• **Description of the task**: While reading through the material below, copy each line that holds the word "respiclick".

• **Provided records**:

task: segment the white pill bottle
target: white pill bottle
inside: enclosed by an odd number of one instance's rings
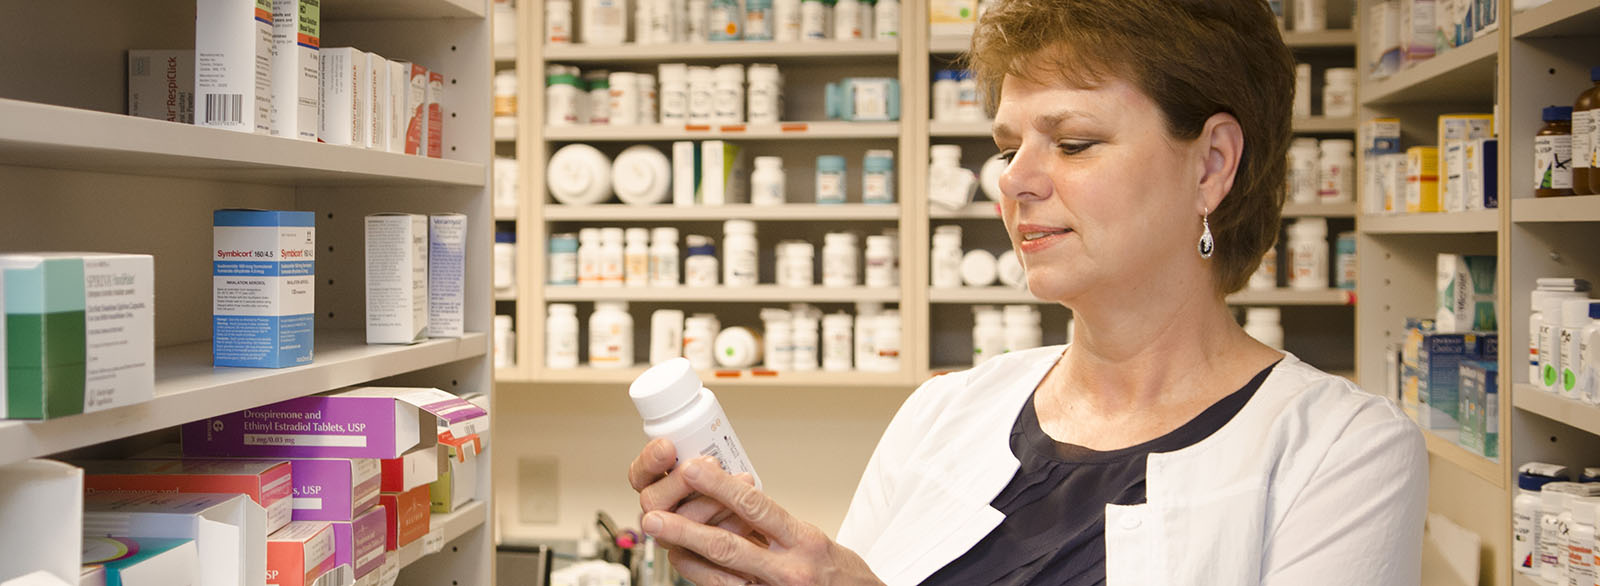
[[[700,383],[688,359],[673,358],[650,367],[633,380],[628,396],[644,418],[644,434],[672,440],[680,464],[711,456],[728,474],[749,474],[761,488],[761,477],[722,404]]]

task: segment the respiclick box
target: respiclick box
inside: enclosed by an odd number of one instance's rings
[[[403,63],[405,73],[405,154],[428,154],[428,68]]]
[[[428,72],[428,156],[444,156],[444,74]]]
[[[428,217],[366,218],[367,343],[428,339]]]
[[[459,338],[465,331],[467,217],[428,217],[428,337]]]
[[[272,0],[198,0],[194,123],[272,131]]]
[[[373,502],[377,502],[374,494]],[[357,579],[377,572],[383,565],[383,545],[388,538],[388,511],[374,504],[355,519],[333,521],[333,563],[350,566]]]
[[[334,565],[333,527],[295,521],[267,536],[267,583],[311,586]]]
[[[217,210],[212,216],[211,363],[311,363],[316,215]]]
[[[272,135],[317,140],[322,0],[272,2]]]
[[[389,521],[383,545],[385,551],[400,549],[428,534],[428,523],[433,514],[426,485],[406,492],[383,493],[378,497],[378,502],[383,505]]]
[[[83,500],[84,535],[193,539],[201,584],[266,585],[266,521],[250,497],[106,492]]]
[[[267,531],[289,524],[288,462],[270,460],[73,460],[85,494],[177,492],[242,494],[266,510]]]
[[[350,47],[324,48],[322,105],[318,110],[317,138],[328,144],[367,144],[364,125],[367,105],[361,101],[366,82],[367,54]]]
[[[194,51],[128,51],[128,115],[194,124]]]
[[[438,389],[363,387],[300,397],[183,426],[191,457],[398,458],[489,427],[488,412]]]

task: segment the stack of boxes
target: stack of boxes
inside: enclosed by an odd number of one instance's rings
[[[1500,207],[1499,140],[1490,114],[1445,114],[1437,146],[1401,151],[1400,120],[1376,118],[1365,138],[1366,212],[1464,212]]]
[[[1495,257],[1441,254],[1438,306],[1406,323],[1401,403],[1418,425],[1499,458],[1499,338]]]

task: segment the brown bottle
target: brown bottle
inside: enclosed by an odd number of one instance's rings
[[[1577,195],[1600,193],[1600,173],[1594,172],[1592,154],[1594,141],[1600,133],[1595,130],[1600,121],[1600,67],[1589,70],[1589,80],[1594,87],[1578,94],[1572,105],[1572,192]]]
[[[1572,195],[1572,108],[1544,109],[1544,128],[1533,141],[1535,197]]]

• **Response below**:
task: segment the respiclick box
target: respiclick box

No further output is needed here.